Find the string "approximate" in the records and copy each line where it occurs.

──────── Source material

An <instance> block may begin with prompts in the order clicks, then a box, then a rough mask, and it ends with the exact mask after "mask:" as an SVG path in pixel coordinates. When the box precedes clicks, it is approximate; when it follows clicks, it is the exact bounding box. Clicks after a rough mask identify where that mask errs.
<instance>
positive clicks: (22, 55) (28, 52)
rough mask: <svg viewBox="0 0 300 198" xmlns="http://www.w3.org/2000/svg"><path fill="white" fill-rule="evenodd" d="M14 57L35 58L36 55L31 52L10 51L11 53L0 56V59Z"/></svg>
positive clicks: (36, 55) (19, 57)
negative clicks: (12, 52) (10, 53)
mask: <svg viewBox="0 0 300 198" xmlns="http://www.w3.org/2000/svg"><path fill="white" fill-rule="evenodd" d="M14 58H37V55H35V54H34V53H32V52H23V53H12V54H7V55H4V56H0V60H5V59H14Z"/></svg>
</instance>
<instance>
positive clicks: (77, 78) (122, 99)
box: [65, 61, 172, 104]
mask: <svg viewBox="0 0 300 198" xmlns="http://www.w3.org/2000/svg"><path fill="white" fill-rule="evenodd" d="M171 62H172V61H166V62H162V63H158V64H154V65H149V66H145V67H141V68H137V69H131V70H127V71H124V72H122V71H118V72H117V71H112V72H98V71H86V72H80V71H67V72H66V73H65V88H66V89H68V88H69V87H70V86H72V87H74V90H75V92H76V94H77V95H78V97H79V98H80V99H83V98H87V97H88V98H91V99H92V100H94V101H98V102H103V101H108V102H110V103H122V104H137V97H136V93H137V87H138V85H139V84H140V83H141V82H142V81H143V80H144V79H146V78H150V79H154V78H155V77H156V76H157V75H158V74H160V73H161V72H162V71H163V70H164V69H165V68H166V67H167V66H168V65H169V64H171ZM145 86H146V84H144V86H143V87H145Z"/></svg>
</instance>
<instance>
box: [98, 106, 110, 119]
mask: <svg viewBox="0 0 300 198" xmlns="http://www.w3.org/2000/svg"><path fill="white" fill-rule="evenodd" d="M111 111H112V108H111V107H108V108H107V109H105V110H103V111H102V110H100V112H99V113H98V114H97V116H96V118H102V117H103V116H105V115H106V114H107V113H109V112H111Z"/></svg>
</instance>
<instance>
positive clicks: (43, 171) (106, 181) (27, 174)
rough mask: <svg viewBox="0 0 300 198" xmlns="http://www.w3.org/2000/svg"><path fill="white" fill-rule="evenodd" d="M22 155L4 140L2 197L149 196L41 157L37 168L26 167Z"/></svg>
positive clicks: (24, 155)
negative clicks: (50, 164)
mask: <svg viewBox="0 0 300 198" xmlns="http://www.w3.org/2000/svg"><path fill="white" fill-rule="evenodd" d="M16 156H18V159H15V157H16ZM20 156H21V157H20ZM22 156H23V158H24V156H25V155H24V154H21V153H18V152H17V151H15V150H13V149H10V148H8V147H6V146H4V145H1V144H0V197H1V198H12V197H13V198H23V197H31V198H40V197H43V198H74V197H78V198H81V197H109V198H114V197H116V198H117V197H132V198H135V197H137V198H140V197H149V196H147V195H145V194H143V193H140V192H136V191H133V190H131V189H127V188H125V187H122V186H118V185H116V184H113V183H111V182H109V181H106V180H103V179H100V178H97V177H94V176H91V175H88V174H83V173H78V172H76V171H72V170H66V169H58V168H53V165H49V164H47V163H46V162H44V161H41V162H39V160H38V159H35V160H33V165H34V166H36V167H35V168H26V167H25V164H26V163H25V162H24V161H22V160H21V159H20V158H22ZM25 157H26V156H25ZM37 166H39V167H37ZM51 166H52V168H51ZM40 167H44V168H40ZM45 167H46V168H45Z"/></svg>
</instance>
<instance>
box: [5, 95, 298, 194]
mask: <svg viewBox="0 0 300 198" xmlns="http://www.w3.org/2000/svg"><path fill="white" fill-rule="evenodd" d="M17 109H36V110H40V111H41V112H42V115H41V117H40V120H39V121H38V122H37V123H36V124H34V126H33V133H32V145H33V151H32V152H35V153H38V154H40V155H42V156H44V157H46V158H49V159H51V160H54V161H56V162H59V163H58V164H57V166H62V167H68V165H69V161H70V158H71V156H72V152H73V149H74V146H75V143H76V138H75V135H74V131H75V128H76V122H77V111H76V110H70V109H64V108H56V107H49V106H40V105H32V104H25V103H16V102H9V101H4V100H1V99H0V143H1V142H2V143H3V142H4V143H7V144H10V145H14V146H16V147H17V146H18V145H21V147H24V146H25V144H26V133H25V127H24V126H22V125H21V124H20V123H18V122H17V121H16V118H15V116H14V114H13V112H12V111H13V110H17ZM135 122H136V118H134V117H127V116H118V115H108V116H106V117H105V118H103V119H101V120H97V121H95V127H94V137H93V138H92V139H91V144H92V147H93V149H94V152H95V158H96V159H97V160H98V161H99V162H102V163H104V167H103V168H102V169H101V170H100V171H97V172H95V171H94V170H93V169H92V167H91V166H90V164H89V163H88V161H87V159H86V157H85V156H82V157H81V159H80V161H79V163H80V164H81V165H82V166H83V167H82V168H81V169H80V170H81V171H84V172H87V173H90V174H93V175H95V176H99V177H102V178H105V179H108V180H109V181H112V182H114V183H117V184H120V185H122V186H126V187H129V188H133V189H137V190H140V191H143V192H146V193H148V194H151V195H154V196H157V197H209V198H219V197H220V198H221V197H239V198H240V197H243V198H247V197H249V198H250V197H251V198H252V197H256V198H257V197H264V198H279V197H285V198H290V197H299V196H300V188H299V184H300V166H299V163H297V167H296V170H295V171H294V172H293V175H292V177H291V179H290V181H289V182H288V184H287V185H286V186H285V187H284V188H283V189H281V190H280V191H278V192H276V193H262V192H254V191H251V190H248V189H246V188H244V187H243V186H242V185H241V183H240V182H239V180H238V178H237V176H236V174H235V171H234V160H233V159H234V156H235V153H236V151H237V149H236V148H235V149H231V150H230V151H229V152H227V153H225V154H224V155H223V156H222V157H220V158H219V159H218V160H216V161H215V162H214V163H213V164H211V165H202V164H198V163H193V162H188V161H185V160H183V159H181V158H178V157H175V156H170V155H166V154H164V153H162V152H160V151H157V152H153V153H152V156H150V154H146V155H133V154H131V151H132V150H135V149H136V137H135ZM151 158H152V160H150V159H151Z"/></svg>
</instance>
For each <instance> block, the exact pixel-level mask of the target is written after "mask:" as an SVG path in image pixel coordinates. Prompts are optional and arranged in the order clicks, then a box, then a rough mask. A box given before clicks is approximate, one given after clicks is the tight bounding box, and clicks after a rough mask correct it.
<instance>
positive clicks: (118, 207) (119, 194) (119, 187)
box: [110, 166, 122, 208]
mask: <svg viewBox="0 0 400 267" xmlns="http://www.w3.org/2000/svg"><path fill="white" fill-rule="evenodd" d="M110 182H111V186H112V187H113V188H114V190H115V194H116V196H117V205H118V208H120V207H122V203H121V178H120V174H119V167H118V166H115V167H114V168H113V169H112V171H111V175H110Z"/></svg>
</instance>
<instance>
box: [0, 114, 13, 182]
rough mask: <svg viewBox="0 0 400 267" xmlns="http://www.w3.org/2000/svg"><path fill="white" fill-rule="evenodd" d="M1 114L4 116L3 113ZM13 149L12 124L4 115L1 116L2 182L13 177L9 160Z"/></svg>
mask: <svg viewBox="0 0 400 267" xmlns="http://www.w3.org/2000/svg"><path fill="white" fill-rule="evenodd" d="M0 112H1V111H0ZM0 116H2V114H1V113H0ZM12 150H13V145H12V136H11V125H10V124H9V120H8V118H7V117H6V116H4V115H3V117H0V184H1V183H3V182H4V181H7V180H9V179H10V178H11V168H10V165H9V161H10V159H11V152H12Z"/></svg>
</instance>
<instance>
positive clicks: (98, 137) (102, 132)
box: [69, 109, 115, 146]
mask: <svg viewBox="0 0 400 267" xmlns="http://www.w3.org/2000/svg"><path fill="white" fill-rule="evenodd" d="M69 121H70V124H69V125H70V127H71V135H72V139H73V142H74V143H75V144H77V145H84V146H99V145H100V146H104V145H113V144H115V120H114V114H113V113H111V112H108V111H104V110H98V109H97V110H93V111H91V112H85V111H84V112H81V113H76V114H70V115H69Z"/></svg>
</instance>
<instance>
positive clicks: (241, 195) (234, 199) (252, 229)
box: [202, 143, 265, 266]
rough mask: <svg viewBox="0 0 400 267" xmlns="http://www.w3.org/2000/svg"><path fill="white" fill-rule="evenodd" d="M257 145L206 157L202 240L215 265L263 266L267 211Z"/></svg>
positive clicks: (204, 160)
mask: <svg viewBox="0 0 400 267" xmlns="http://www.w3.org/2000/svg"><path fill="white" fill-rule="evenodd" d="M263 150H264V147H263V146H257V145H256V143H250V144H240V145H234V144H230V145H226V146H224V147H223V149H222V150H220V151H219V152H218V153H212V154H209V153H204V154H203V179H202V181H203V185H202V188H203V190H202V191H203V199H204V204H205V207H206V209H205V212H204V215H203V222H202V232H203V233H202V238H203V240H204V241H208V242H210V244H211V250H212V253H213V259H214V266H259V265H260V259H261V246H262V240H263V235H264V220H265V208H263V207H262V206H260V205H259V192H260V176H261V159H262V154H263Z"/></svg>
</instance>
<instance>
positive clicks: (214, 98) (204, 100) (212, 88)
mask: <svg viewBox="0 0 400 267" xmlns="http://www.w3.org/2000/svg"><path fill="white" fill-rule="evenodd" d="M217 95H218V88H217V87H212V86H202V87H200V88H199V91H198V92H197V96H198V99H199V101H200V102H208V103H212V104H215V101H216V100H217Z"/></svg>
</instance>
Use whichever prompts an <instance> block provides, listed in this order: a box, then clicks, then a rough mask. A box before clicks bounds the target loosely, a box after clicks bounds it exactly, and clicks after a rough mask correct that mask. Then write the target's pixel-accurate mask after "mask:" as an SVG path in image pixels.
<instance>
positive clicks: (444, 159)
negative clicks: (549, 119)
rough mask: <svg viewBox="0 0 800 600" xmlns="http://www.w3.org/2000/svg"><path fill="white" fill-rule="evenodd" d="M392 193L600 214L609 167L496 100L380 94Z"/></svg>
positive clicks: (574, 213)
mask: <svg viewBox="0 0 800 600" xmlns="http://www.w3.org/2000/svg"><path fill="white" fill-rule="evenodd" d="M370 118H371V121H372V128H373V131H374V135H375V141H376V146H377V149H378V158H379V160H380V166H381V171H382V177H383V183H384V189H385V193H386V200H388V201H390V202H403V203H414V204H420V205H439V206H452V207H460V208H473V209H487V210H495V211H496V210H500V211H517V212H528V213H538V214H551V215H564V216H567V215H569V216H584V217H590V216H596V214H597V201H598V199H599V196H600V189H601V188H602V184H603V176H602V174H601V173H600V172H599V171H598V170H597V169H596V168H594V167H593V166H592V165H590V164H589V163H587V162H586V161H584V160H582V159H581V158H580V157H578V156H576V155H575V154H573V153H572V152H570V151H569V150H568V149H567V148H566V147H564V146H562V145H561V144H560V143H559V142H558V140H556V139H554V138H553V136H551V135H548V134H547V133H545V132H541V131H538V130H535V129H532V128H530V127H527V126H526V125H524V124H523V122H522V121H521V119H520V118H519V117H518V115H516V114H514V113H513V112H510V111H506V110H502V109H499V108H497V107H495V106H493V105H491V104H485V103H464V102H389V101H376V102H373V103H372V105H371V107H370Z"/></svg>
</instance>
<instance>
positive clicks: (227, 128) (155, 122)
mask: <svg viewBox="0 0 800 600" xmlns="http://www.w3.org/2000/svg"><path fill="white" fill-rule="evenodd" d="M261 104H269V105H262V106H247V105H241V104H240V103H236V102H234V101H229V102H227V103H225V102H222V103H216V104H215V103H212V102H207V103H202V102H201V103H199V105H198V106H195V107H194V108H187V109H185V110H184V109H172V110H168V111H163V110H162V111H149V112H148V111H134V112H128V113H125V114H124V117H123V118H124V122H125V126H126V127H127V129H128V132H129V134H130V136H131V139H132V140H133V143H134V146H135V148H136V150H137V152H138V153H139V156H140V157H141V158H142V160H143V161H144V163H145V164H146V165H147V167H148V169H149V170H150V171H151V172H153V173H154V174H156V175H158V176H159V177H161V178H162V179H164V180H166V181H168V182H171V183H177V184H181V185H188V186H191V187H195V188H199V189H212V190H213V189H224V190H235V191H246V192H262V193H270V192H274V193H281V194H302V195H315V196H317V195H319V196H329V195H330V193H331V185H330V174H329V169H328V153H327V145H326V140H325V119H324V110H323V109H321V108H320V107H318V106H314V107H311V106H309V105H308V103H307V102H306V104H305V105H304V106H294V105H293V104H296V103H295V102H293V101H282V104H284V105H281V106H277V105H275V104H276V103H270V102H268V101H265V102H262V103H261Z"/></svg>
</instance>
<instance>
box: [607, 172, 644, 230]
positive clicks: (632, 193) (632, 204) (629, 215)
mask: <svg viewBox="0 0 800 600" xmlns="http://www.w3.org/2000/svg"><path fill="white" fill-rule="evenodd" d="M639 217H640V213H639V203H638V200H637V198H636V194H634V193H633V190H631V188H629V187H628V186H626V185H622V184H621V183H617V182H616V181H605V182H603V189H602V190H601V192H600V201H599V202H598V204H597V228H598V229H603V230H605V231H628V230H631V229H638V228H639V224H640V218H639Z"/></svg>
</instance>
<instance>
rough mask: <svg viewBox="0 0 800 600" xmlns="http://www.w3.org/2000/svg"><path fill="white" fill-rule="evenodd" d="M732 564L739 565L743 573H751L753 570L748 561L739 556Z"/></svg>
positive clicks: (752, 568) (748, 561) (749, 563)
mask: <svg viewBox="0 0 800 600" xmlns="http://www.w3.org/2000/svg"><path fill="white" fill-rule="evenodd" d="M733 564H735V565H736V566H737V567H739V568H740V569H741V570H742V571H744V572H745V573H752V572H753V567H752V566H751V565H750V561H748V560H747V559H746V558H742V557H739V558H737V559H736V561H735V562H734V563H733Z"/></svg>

────────────────

=== Result of this exercise ===
An <instance> block may begin with prompts in the order clicks, then a box, then a rough mask, and it ends with the exact mask after "mask:" as an SVG path in pixel coordinates. When the box precedes clicks, it is approximate; when it follows clicks, it is the exact bounding box. Clicks after a rough mask identify where that mask errs.
For each <instance> block, the exact pixel-level mask of the target is written after "mask:" as an SVG path in image pixel coordinates. Prompts are optional and arranged in the order clicks, then a box, then a rough mask. A box given before clicks is approximate, one given after clicks is the tight bounding box, and clicks after a rough mask correct it.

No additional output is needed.